### Source extract
::::::::

# Agility Foundation Trainining



## kaslkaos (Jan 15, 2003)

I may be able to take classes eventually. I have time, not money, experience with Dynamo, my previous dog (agility & rally).
I just want to have fun with Sonic, no competion, but agility was such a blast with Dynamo, I sorely miss it. If I can do the foundation (pre-equipment) training myself it would be great. I can afford two six week sessions per year, so it would be nice to see what I can teach ahead of time, and hopefully get to skip the foundation (no equipment level) BUT my memory is incompletely. Would love some help with a list.
I don't have a fenced yard or secure training place. Do have a good neighbourhood dog park to practice near dogs, and I use a long line.

Two on, two off--contacts, with plywood ramp, stair, anything
Wobble board--plywood on a stone (dynamo trained on a board on a log, but she was fearless)

::::::::

### Given information
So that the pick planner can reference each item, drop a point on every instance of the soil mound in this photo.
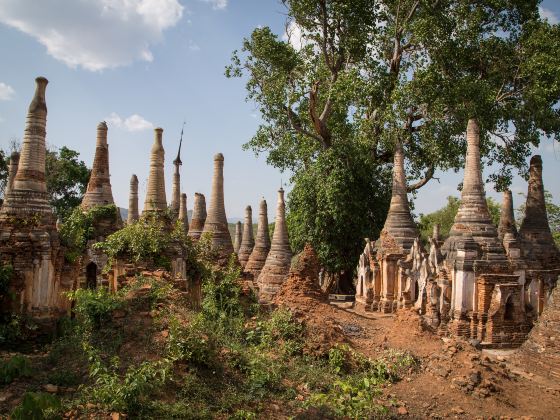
(302, 285)
(302, 295)
(540, 354)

::::::::

### Exercise
Pick up the forum post on agility foundation training after its final line and keep adding to its list of pre-equipment exercises.

### Response to this task
Touch and targets, target stick
Running with me, here's where I get fuzzy. Sonic will chase me in any direction, not sure what exact configuration I should work on.
I have not started contacts yet. We are still working super basic stuff like, "no, you can't have that squirrel/goose/muscrat". I've had him 3 months, he will be 2 in July, I'm just looking for long term goals. 
What would a basic "no equipment" coarse outline be? I never did one with Dynamo, got her right on the equipment but I had done much of the above myself so she was ready--and she was fearless. Sonic is a softer dog.
Thanks!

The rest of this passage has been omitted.